◆ Task instructions
Each line from the one holding "Target: holster" to the end of the data below must be output verbatim, with no other lines.

------------

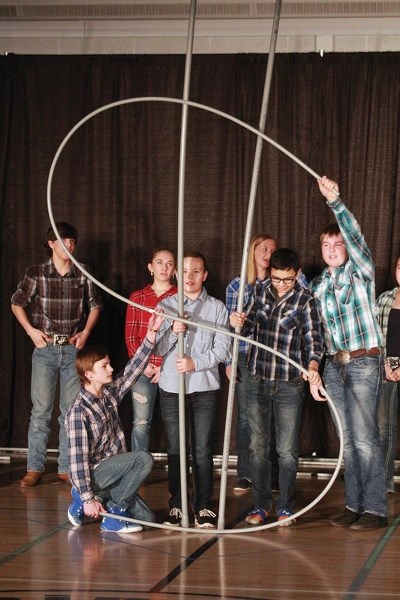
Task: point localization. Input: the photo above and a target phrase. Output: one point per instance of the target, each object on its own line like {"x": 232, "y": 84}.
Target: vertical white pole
{"x": 247, "y": 238}
{"x": 181, "y": 202}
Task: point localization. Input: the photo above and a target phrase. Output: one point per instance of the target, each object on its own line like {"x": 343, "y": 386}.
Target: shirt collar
{"x": 51, "y": 270}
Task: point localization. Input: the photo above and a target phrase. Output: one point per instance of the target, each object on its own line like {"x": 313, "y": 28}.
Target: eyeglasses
{"x": 285, "y": 280}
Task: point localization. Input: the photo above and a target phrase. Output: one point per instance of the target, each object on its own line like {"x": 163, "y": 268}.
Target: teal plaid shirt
{"x": 346, "y": 298}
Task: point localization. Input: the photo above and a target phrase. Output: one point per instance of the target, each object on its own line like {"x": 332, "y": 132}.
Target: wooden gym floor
{"x": 42, "y": 557}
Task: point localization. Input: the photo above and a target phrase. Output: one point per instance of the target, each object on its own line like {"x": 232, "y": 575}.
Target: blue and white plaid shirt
{"x": 346, "y": 298}
{"x": 93, "y": 426}
{"x": 290, "y": 325}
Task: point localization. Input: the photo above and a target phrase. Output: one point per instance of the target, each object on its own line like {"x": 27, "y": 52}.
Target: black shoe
{"x": 205, "y": 518}
{"x": 369, "y": 521}
{"x": 346, "y": 519}
{"x": 174, "y": 517}
{"x": 242, "y": 485}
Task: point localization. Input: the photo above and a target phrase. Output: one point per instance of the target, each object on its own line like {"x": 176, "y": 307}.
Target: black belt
{"x": 344, "y": 356}
{"x": 59, "y": 339}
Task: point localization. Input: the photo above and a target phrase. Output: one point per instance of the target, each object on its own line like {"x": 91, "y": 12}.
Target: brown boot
{"x": 31, "y": 478}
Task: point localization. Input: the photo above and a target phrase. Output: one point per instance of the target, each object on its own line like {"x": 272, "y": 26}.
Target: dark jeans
{"x": 285, "y": 399}
{"x": 201, "y": 414}
{"x": 387, "y": 425}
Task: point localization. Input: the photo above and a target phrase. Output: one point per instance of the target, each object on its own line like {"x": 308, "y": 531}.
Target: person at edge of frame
{"x": 65, "y": 306}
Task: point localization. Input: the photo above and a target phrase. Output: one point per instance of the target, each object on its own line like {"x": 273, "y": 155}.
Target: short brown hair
{"x": 85, "y": 359}
{"x": 330, "y": 231}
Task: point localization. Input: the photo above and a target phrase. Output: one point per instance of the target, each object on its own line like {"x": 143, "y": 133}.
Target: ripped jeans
{"x": 144, "y": 395}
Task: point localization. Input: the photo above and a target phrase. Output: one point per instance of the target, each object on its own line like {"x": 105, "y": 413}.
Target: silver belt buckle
{"x": 342, "y": 357}
{"x": 393, "y": 362}
{"x": 60, "y": 339}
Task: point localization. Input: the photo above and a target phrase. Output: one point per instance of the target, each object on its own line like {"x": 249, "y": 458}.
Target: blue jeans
{"x": 144, "y": 395}
{"x": 387, "y": 425}
{"x": 242, "y": 426}
{"x": 117, "y": 479}
{"x": 50, "y": 365}
{"x": 285, "y": 399}
{"x": 201, "y": 414}
{"x": 355, "y": 390}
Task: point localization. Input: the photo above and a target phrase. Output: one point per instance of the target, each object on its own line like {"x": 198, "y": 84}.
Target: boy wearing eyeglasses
{"x": 285, "y": 318}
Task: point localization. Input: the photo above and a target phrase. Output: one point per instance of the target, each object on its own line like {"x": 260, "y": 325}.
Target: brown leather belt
{"x": 59, "y": 339}
{"x": 344, "y": 356}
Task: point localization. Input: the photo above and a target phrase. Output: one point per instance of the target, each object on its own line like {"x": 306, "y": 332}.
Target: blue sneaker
{"x": 283, "y": 518}
{"x": 258, "y": 516}
{"x": 118, "y": 525}
{"x": 75, "y": 510}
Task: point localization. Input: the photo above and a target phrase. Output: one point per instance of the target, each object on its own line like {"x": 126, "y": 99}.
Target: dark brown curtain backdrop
{"x": 117, "y": 179}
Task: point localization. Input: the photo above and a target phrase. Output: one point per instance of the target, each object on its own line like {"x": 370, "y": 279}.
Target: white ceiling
{"x": 153, "y": 27}
{"x": 179, "y": 9}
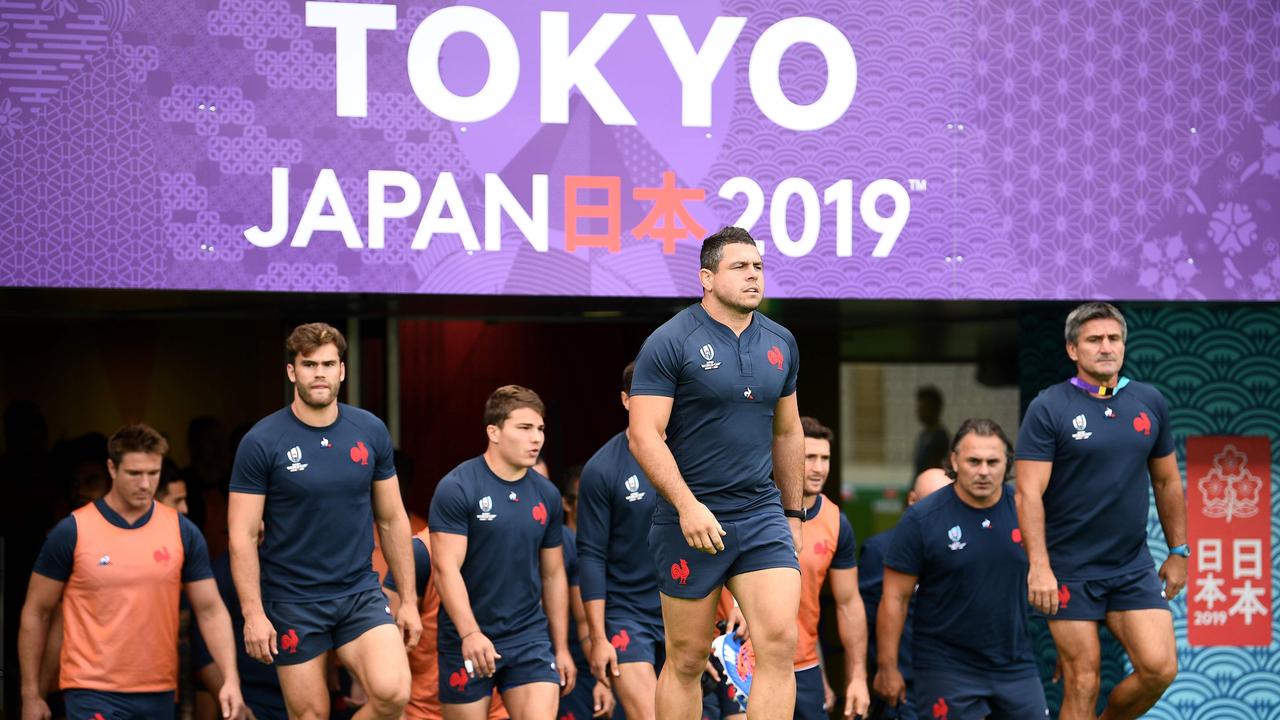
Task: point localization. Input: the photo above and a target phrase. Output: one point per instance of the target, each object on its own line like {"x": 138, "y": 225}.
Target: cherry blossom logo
{"x": 1229, "y": 488}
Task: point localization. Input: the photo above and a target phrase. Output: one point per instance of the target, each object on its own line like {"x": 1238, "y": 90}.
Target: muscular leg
{"x": 378, "y": 660}
{"x": 534, "y": 701}
{"x": 771, "y": 601}
{"x": 690, "y": 624}
{"x": 305, "y": 688}
{"x": 1079, "y": 654}
{"x": 636, "y": 686}
{"x": 1147, "y": 636}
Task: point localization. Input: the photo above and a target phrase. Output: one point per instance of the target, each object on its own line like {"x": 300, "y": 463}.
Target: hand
{"x": 410, "y": 624}
{"x": 891, "y": 686}
{"x": 567, "y": 669}
{"x": 231, "y": 701}
{"x": 260, "y": 637}
{"x": 1042, "y": 588}
{"x": 602, "y": 701}
{"x": 856, "y": 700}
{"x": 478, "y": 650}
{"x": 736, "y": 624}
{"x": 604, "y": 661}
{"x": 1174, "y": 573}
{"x": 35, "y": 709}
{"x": 700, "y": 529}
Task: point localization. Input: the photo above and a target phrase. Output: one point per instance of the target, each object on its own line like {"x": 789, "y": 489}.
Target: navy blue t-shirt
{"x": 507, "y": 524}
{"x": 58, "y": 555}
{"x": 970, "y": 605}
{"x": 615, "y": 511}
{"x": 421, "y": 569}
{"x": 259, "y": 683}
{"x": 725, "y": 390}
{"x": 871, "y": 584}
{"x": 318, "y": 484}
{"x": 1098, "y": 491}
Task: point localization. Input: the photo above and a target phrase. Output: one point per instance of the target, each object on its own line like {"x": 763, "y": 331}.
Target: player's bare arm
{"x": 1166, "y": 481}
{"x": 448, "y": 551}
{"x": 645, "y": 432}
{"x": 1041, "y": 584}
{"x": 890, "y": 620}
{"x": 397, "y": 542}
{"x": 245, "y": 531}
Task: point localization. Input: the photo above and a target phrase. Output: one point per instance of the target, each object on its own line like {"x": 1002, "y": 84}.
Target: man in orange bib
{"x": 119, "y": 566}
{"x": 828, "y": 554}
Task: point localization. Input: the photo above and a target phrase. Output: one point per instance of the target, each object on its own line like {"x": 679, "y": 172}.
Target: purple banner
{"x": 887, "y": 149}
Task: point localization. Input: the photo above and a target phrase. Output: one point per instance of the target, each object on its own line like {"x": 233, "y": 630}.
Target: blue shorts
{"x": 519, "y": 665}
{"x": 1092, "y": 600}
{"x": 754, "y": 543}
{"x": 101, "y": 705}
{"x": 310, "y": 629}
{"x": 958, "y": 693}
{"x": 809, "y": 695}
{"x": 636, "y": 638}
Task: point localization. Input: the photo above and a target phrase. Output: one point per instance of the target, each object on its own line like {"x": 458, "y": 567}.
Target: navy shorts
{"x": 754, "y": 543}
{"x": 809, "y": 695}
{"x": 636, "y": 638}
{"x": 519, "y": 665}
{"x": 1092, "y": 600}
{"x": 956, "y": 693}
{"x": 101, "y": 705}
{"x": 309, "y": 629}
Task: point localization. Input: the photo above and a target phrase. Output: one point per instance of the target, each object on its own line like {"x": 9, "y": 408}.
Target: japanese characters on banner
{"x": 1229, "y": 524}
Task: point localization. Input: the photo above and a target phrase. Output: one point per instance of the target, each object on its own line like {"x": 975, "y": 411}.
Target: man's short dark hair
{"x": 713, "y": 247}
{"x": 816, "y": 429}
{"x": 627, "y": 373}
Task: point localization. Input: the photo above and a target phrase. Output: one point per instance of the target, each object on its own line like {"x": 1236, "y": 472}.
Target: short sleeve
{"x": 384, "y": 454}
{"x": 421, "y": 569}
{"x": 251, "y": 472}
{"x": 594, "y": 520}
{"x": 657, "y": 368}
{"x": 846, "y": 547}
{"x": 195, "y": 550}
{"x": 449, "y": 509}
{"x": 1036, "y": 437}
{"x": 58, "y": 555}
{"x": 906, "y": 552}
{"x": 1164, "y": 433}
{"x": 789, "y": 384}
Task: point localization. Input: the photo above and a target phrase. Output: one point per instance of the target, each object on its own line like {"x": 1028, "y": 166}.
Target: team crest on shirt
{"x": 295, "y": 456}
{"x": 485, "y": 506}
{"x": 632, "y": 488}
{"x": 1079, "y": 423}
{"x": 708, "y": 354}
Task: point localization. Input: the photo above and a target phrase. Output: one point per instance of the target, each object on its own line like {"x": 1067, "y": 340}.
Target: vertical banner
{"x": 1229, "y": 524}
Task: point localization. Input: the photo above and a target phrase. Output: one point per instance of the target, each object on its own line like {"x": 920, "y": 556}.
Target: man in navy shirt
{"x": 1087, "y": 450}
{"x": 319, "y": 473}
{"x": 972, "y": 652}
{"x": 716, "y": 427}
{"x": 496, "y": 552}
{"x": 615, "y": 506}
{"x": 871, "y": 580}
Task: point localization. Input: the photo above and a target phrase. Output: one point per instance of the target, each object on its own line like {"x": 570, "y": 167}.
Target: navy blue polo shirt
{"x": 615, "y": 511}
{"x": 507, "y": 524}
{"x": 1098, "y": 491}
{"x": 970, "y": 605}
{"x": 319, "y": 511}
{"x": 725, "y": 388}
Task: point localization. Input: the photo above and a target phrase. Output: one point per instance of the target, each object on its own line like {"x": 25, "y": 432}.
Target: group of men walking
{"x": 714, "y": 484}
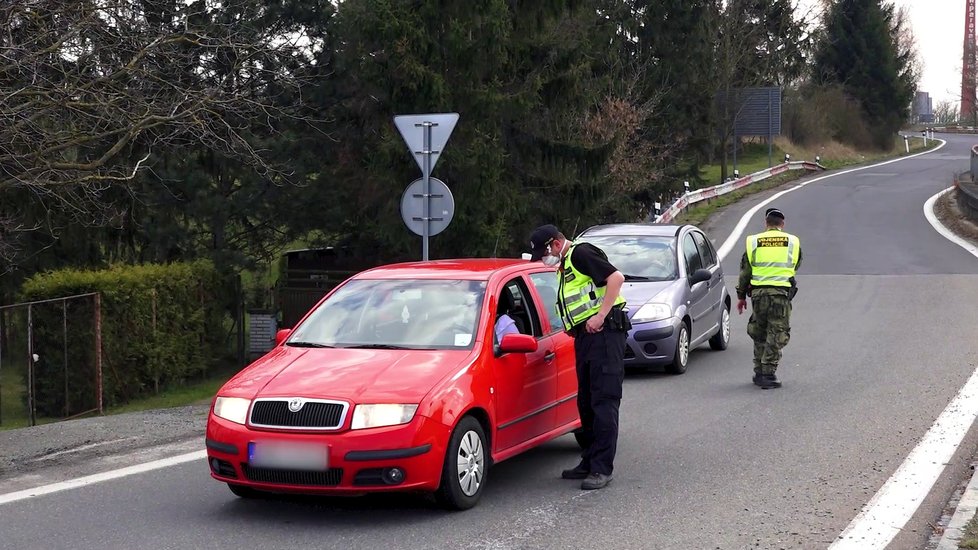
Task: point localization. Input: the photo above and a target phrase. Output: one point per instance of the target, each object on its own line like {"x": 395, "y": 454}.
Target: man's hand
{"x": 595, "y": 323}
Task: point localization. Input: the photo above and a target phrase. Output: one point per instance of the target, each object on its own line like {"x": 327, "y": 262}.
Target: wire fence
{"x": 51, "y": 359}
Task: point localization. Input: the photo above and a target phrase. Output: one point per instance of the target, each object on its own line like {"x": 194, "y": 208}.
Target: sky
{"x": 938, "y": 28}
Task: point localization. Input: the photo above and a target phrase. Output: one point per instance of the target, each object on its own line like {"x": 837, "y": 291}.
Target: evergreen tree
{"x": 860, "y": 50}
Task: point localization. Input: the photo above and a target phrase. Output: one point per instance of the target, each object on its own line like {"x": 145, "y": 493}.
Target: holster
{"x": 618, "y": 319}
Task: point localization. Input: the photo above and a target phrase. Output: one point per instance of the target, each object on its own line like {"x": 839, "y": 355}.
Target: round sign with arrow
{"x": 441, "y": 206}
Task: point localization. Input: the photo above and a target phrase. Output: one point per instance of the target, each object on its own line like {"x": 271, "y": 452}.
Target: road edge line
{"x": 98, "y": 478}
{"x": 734, "y": 237}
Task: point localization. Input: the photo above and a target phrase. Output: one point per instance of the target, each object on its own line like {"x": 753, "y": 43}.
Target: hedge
{"x": 161, "y": 325}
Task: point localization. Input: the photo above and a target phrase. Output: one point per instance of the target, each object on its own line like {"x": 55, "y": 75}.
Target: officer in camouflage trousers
{"x": 767, "y": 275}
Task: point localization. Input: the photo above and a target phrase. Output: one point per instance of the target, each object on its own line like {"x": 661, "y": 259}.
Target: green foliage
{"x": 861, "y": 50}
{"x": 160, "y": 325}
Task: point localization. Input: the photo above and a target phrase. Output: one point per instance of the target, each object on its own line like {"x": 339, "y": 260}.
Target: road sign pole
{"x": 426, "y": 149}
{"x": 426, "y": 200}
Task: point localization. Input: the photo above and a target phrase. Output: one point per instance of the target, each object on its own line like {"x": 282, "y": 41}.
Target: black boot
{"x": 577, "y": 472}
{"x": 770, "y": 382}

------------

◆ Task solution
Target: holster
{"x": 618, "y": 319}
Task: point localization. Input: the photo above and a target phrase. Output: one point per instance of the target, each object on its own line like {"x": 839, "y": 355}.
Target: round sign with arrow
{"x": 441, "y": 206}
Task: point localization. Input: the photo above and a target phrase. Output: one point per instance of the target, each object on its own line like {"x": 271, "y": 452}.
Target: road edge line
{"x": 98, "y": 478}
{"x": 734, "y": 237}
Task: point localization. Input: the photo above and a target phrase. Output: one point per instance of the target, each object on its own line like {"x": 753, "y": 43}.
Target: hedge
{"x": 161, "y": 325}
Task: point localization. Input: the photo above and a target phrase. Output: one point per instance of the target, each object on its own line like {"x": 55, "y": 75}.
Target: officer in camouflage trousers
{"x": 767, "y": 275}
Task: point localization. Input: the photo above and a target phrase. Output: one point per instance of the target, each object on its own line like {"x": 661, "y": 259}.
Target: green foliage
{"x": 861, "y": 50}
{"x": 160, "y": 325}
Task: point localization. Input: the photo above and a target phrase. Output: one point per instance of the target, each object on its own line like {"x": 339, "y": 260}.
Target: road sign pole
{"x": 426, "y": 149}
{"x": 426, "y": 200}
Task: point localization. Input: the photo above and a target phrase. Output: one point per instance of the target, each object on its own line like {"x": 282, "y": 41}.
Target: black boot
{"x": 577, "y": 472}
{"x": 770, "y": 382}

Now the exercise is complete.